Each entry below should be returned exactly as is, with the pictures removed.

++++++++++

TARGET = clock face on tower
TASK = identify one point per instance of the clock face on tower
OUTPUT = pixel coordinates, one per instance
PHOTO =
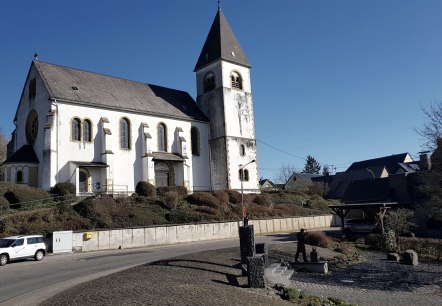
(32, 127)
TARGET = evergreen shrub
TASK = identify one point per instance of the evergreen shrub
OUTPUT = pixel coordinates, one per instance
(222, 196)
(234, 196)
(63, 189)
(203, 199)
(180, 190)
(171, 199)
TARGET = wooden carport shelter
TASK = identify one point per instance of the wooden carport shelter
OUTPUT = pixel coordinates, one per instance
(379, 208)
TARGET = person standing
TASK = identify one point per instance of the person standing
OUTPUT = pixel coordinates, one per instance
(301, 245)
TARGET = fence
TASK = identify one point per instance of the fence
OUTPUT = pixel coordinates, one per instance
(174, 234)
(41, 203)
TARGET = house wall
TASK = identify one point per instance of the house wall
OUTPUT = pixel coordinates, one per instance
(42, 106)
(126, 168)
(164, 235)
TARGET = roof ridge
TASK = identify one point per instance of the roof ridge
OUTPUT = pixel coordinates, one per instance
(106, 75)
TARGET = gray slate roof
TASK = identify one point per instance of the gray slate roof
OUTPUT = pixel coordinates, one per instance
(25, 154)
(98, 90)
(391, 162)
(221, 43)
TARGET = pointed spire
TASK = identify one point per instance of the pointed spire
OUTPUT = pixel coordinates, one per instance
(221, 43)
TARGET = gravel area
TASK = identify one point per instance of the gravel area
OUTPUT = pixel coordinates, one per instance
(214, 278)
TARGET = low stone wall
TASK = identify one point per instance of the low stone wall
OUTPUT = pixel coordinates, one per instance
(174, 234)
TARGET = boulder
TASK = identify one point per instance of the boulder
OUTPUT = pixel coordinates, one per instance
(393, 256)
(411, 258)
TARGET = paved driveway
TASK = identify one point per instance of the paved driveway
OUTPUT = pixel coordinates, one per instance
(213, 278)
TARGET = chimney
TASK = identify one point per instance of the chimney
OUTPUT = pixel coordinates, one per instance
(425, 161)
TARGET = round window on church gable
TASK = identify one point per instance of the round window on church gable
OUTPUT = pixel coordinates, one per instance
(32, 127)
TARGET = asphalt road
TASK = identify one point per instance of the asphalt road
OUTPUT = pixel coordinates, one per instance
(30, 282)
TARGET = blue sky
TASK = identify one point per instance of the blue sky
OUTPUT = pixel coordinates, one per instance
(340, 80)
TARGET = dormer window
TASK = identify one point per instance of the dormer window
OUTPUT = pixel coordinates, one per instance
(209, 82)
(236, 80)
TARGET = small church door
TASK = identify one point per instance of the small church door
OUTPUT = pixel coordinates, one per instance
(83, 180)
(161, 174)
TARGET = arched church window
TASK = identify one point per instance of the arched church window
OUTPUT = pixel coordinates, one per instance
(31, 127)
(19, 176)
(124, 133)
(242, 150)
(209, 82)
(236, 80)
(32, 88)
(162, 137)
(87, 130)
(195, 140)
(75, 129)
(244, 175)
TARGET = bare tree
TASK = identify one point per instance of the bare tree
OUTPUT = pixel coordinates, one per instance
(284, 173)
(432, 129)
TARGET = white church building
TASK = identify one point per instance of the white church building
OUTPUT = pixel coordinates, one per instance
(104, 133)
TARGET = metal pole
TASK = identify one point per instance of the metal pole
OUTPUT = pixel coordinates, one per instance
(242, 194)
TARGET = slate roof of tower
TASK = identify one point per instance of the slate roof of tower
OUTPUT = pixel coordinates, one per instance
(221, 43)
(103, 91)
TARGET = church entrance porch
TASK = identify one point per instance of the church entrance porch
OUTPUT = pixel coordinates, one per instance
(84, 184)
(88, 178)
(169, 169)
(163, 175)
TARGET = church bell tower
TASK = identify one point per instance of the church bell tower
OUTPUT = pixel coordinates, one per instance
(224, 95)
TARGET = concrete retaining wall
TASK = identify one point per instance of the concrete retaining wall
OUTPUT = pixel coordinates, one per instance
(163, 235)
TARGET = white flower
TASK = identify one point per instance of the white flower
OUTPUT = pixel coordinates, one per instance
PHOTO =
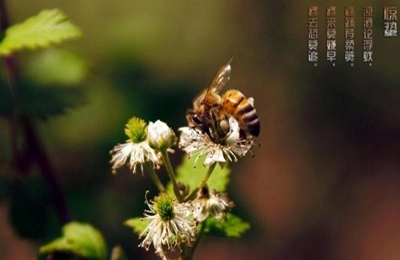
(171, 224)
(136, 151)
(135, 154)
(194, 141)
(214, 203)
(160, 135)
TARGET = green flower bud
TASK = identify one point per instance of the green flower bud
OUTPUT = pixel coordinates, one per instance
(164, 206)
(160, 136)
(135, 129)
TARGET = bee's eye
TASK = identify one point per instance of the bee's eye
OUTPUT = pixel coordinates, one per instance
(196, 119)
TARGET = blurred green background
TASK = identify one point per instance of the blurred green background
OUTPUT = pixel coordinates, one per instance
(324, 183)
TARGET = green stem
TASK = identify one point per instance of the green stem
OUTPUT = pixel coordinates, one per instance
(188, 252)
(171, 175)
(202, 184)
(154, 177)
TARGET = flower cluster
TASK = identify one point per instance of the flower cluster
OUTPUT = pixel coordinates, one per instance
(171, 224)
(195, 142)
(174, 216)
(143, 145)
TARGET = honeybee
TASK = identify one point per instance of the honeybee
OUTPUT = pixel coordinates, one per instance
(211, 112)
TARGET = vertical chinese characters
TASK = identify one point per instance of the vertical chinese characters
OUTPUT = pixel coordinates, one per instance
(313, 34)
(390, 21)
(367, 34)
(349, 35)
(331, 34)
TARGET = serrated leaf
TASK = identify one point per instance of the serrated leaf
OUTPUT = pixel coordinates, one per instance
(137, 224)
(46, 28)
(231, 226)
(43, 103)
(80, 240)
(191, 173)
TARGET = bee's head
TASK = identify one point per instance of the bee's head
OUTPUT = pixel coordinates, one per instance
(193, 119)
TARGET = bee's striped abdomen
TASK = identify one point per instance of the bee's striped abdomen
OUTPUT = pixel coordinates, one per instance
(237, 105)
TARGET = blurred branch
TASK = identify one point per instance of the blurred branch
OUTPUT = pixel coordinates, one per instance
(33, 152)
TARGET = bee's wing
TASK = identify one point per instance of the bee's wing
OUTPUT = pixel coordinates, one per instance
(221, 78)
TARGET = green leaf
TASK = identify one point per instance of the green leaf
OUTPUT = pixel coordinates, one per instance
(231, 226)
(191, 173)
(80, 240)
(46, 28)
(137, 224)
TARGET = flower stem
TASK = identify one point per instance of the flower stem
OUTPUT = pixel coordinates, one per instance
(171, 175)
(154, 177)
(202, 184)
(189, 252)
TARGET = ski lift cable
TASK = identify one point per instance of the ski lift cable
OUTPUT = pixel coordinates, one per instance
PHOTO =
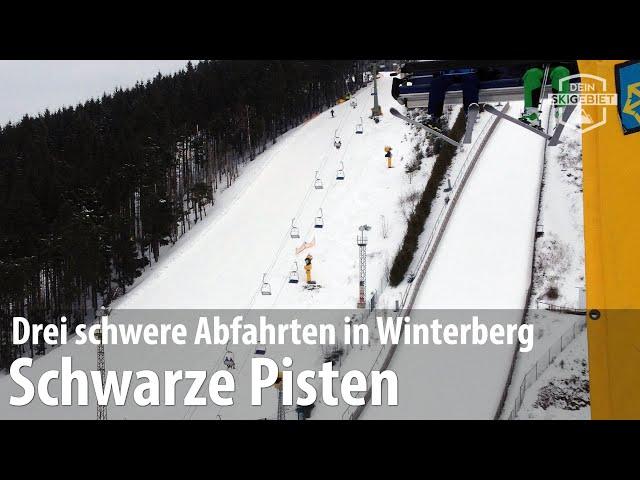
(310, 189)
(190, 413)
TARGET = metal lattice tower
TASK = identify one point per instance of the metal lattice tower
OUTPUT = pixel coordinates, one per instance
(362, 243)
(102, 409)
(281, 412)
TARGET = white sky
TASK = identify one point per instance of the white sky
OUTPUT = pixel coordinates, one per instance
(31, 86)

++++++++++

→ Solution to the exercise
TARGET = clock face on tower
TASK = identify one point per instance of the clock face on tower
OUTPUT = pixel coordinates, one per instance
PHOTO =
(32, 127)
TARGET = evergreen shrub
TASK = identify one point per instance of the evergreen shrub
OUTPUT = pixel coordinates, one per instance
(222, 196)
(234, 196)
(63, 189)
(203, 199)
(180, 190)
(171, 199)
TARGET = wooden carport shelter
TASK = identify one point per instance of the wooden carport shelter
OUTPUT = pixel coordinates, one per instance
(379, 208)
TARGET = person standing
TASK = identify one point per instance of the person standing
OUTPUT = pixel coordinates, one per instance
(301, 245)
TARGET = fence
TASK = identify one point per instance of the fence
OUTPUT = pixel coordinates, one per instance
(174, 234)
(41, 203)
TARGET = house wall
TASK = identify one point per instance of the house wall
OUTPUT = pixel coordinates, one per instance
(42, 106)
(126, 168)
(164, 235)
TARGET = roof ridge
TASK = identify one point per instance of the roof ridge
OUTPUT = pixel coordinates, one per instance
(106, 75)
TARGET = gray slate roof
TASK = identify one point per instance of the gray slate roof
OUTPUT = pixel coordinates, one per instance
(25, 154)
(98, 90)
(391, 162)
(221, 43)
TARGET = pointed spire
TASK = identify one point per instance of the pointed spire
OUTPUT = pixel coordinates, one per instance
(221, 43)
TARGET = gravel area
TASK = identify one point per instance of the gravel area
OUTPUT = pixel coordinates, one per instance
(214, 278)
TARGET = low stone wall
TASK = identify one point per instance of the low stone wall
OUTPUT = pixel coordinates, one per instance
(174, 234)
TARGET = boulder
TASK = identify one point per instance of the boulder
OUTPUT = pixel coordinates, one per instance
(393, 256)
(411, 258)
TARGET = paved driveway
TASK = identify one point per instance of the paved driveway
OUTPUT = pixel coordinates, one per instance
(213, 278)
TARGET = chimney
TASK = identify one point per instance of the chimney
OUTPUT = pixel coordinates, one per instance
(425, 161)
TARGET = round window on church gable
TASK = identify one point per instance of the round window on church gable
OUTPUT = pixel coordinates, one per instance
(32, 127)
TARGET = asphalt road
TASK = identify one point per instance of the asphalt road
OUTPUT = pixel coordinates, one per instance
(30, 282)
TARGET = blue sky
TASK = identify one point per instance of the blue sky
OUTPUT = pixel coordinates, one per instance
(340, 80)
TARGET = dormer window
TASK = identify one point per instance of the dormer window
OUTPUT = pixel coordinates, one per instance
(209, 82)
(236, 80)
TARGET = small church door
TASK = identify one point per instance of the small church door
OUTPUT = pixel coordinates, one per instance
(83, 180)
(161, 174)
TARGET = arched church window
TASK = identify one point per instance of the arched church window
OUTPUT = pixel coordinates, one per instance
(31, 127)
(19, 176)
(124, 133)
(242, 150)
(209, 82)
(236, 80)
(32, 88)
(162, 137)
(87, 130)
(195, 140)
(75, 129)
(244, 175)
TARGET = bare tree
TASK = identify one point per instance of the bare tree
OUTPUT = pixel coordinates, one per instance
(284, 173)
(432, 129)
TARGET = white church building
TASK = identify one point per instance of the white church building
OUTPUT = pixel coordinates, one per instance
(104, 133)
TARGET = metal pole
TASK = identify one point per instance of the metal pole
OUTPUT = pixel coordinates, one per instance
(242, 194)
TARGET = slate roof of tower
TASK = identify one point per instance of the slate roof of tower
OUTPUT = pixel coordinates, one per instance
(221, 43)
(103, 91)
TARGET = church entrance porch
TASK = identify one point per instance of the church entrance porch
OUTPUT = pixel coordinates, one per instance
(84, 184)
(88, 178)
(169, 169)
(163, 175)
TARGET = church bell tower
TASK = identify one point per instance of the church bell tower
OUTPUT = pixel coordinates, one per instance
(224, 95)
TARGET = concrete retaining wall
TASK = identify one point per instance of the concrete retaining wall
OUTPUT = pixel coordinates, one per instance
(163, 235)
TARGET = white flower
TASK = identify one point per instance of the white flower
OUTPUT = pixel coordinates, one per instance
PHOTO =
(171, 224)
(136, 151)
(135, 154)
(194, 141)
(214, 203)
(160, 135)
TARGET = green flower bud
TASK = identify one point per instance of the green flower bud
OUTPUT = pixel coordinates, one per instance
(164, 206)
(160, 136)
(135, 129)
TARGET = bee's eye
TASK = identify one point per instance of the bee's eye
OUTPUT = pixel coordinates, one per instance
(196, 119)
TARGET = blurred green background
TASK = identify one point per instance of the blurred green background
OUTPUT = pixel coordinates, one per instance
(324, 183)
TARGET = green stem
TASK = identify one point per instance of the green stem
OUTPUT = pixel coordinates, one per instance
(188, 252)
(171, 175)
(202, 184)
(154, 177)
TARGET = flower cluster
TASK = identify one point per instance of the flower cluster
OUTPUT = pixel coordinates, one per instance
(171, 224)
(195, 142)
(174, 216)
(143, 145)
TARGET = honeybee
TASK = identify one point per instance of the honeybee
OUTPUT = pixel coordinates, one per instance
(211, 112)
TARGET = vertical chinese characters
TASK = identify one point per instance of the vertical chinese characters
OUTPUT = pixel coordinates, one per instance
(313, 34)
(390, 21)
(367, 34)
(349, 35)
(331, 34)
TARGET = serrated leaf
TASK = identify one point per instance of the serrated leaf
OUTPUT = pixel coordinates, one per instance
(137, 224)
(46, 28)
(231, 226)
(43, 103)
(80, 240)
(191, 173)
TARGET = bee's head
TASK = identify one point per instance of the bee's head
OUTPUT = pixel coordinates, one per instance
(193, 119)
TARGET = bee's striped abdomen
TASK = identify one point per instance of the bee's striped abdomen
OUTPUT = pixel coordinates, one per instance
(237, 105)
TARGET = blurred branch
TASK = identify one point per instance of the blurred branch
OUTPUT = pixel coordinates, one per instance
(33, 152)
TARGET = bee's wing
TASK = identify one point per instance of the bee's wing
OUTPUT = pixel coordinates, one per instance
(221, 78)
TARGET = green leaf
TASK = identify one point per instance of the green leaf
OUTPUT = pixel coordinates, one per instance
(231, 226)
(191, 173)
(80, 240)
(46, 28)
(137, 224)
TARGET = flower stem
TASK = identify one point per instance of the flower stem
OUTPUT = pixel coordinates, one per instance
(171, 175)
(154, 177)
(202, 184)
(189, 252)
TARGET = ski lift cable
TASK = identify one point per instance of the ski lift cable
OUTPUT = pixel coordinates, one per instance
PHOTO =
(310, 189)
(190, 413)
TARGET = metal lattice tower
TASK = identify one point per instance of the metal lattice tower
OUTPUT = pixel coordinates, one per instance
(362, 243)
(102, 409)
(281, 412)
TARGET = white sky
TASK = identify one point per instance of the white sky
OUTPUT = pixel coordinates, one per instance
(31, 86)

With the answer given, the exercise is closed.